INSTRUCTIONS TO FOLLOW
Pull out every line in the saved entries below that contains the word "metal", and copy each one.

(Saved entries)
• • • • •

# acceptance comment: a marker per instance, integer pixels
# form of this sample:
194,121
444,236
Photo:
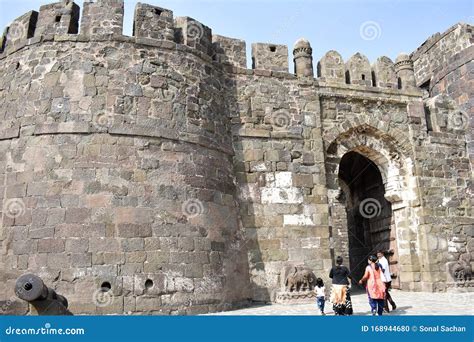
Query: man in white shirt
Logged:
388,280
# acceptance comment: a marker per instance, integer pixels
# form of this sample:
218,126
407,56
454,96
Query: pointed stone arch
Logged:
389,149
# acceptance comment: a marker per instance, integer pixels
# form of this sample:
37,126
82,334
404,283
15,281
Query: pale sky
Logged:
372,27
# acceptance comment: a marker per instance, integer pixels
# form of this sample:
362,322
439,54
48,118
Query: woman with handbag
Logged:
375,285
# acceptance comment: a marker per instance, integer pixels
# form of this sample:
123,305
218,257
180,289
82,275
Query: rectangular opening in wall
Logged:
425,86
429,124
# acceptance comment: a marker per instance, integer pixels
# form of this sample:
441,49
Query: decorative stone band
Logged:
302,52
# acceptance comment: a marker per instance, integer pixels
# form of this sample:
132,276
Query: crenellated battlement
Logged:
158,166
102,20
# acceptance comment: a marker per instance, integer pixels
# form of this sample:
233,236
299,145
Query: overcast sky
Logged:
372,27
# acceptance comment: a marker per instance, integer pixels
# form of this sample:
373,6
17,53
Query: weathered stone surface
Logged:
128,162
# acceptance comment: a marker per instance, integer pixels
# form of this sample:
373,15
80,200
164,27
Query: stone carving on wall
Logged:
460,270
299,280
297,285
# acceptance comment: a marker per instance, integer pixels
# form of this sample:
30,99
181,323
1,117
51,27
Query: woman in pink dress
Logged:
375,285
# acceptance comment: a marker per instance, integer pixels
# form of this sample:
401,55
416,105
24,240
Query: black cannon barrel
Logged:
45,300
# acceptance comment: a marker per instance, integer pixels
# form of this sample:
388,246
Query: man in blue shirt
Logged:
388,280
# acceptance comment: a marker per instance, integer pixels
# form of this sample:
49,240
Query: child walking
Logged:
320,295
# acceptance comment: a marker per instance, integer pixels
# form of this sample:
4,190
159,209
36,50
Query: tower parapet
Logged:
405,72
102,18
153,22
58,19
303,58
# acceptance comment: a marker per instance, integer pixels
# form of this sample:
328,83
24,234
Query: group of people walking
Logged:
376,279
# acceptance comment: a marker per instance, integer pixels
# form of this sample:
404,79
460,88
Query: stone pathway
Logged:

• • • • •

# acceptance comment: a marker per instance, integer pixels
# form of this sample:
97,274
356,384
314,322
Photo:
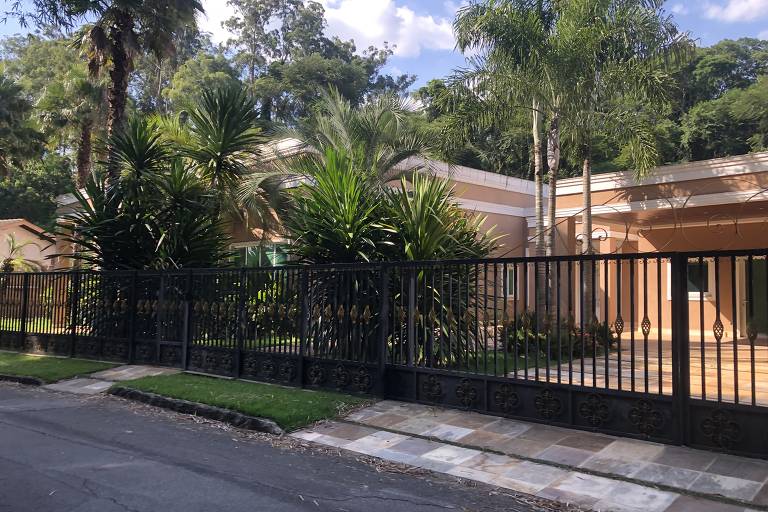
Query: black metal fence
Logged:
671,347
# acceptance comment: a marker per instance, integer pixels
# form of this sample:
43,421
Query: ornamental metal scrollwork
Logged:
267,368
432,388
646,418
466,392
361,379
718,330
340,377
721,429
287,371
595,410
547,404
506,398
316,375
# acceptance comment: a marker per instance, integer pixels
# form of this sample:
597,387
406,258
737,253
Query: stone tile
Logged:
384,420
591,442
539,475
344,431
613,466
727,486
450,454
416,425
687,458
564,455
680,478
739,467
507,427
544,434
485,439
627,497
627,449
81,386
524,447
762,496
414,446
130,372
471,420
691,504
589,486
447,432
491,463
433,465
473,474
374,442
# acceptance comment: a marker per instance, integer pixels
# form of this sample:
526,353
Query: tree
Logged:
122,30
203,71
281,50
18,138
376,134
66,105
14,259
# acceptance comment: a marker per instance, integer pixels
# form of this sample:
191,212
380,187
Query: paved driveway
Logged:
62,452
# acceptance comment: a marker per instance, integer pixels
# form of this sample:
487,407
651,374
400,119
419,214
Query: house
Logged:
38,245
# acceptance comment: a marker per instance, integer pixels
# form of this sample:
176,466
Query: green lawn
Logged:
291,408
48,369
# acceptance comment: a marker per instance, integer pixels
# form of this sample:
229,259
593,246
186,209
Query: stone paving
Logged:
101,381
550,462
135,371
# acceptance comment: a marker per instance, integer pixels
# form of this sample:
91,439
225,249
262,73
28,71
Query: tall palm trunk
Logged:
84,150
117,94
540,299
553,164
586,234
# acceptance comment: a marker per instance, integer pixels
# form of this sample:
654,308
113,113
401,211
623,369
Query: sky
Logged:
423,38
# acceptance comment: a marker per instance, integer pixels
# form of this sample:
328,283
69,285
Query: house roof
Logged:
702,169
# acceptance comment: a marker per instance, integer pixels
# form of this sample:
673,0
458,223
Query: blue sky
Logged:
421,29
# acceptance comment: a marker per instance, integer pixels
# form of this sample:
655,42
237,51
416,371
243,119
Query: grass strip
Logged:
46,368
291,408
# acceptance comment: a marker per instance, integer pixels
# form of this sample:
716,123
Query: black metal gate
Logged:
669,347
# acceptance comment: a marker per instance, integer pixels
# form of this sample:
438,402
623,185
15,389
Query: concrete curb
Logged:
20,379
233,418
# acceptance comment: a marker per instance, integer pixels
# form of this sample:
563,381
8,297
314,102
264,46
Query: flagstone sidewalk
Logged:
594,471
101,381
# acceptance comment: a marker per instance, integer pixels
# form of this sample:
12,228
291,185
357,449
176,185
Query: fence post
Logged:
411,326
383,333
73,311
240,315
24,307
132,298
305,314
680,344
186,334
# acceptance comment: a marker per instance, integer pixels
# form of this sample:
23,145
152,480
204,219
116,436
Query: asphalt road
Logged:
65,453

• • • • •

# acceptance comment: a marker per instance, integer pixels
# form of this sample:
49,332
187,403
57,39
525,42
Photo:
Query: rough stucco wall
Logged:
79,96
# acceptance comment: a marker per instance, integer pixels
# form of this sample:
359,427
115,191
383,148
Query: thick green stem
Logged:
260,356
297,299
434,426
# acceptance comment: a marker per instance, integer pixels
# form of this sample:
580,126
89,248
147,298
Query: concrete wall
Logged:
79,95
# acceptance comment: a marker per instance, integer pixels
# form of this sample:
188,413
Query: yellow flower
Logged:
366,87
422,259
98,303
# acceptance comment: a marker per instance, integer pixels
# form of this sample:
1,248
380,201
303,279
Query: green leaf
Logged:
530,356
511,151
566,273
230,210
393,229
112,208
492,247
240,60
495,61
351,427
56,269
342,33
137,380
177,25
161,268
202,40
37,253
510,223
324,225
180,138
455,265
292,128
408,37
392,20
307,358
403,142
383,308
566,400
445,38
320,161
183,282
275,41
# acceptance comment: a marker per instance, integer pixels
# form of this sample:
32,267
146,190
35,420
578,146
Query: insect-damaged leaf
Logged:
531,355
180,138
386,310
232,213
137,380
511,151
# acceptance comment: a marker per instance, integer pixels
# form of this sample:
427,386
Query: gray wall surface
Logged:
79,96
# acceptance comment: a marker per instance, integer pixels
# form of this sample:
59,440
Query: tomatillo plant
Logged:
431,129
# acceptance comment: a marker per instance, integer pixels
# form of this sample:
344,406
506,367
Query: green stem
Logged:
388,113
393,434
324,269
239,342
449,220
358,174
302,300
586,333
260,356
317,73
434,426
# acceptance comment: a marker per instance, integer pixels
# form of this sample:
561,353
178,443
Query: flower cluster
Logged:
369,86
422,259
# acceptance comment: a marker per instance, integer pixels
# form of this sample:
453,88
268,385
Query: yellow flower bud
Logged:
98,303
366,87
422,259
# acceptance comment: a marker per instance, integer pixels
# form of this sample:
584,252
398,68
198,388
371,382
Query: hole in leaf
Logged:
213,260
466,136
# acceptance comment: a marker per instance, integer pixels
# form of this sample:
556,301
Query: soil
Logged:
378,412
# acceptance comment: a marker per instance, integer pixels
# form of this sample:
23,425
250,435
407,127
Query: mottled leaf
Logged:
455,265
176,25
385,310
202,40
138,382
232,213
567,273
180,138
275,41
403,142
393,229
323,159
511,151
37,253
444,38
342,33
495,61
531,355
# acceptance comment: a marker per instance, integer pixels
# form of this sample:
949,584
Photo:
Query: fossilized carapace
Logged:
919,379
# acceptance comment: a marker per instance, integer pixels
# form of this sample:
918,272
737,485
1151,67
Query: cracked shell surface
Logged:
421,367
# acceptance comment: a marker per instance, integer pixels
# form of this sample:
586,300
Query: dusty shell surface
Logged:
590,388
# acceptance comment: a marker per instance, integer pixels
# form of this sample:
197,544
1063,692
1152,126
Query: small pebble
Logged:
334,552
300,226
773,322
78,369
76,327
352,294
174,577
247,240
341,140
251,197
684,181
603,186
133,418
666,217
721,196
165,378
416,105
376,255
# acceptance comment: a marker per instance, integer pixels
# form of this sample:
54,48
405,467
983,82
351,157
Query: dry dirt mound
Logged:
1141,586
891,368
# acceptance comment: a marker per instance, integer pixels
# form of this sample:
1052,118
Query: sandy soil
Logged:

• • • • •

WRITTEN ANSWER
Query: black metal fence
Query: ornamental metal scrollwork
Query: black metal gate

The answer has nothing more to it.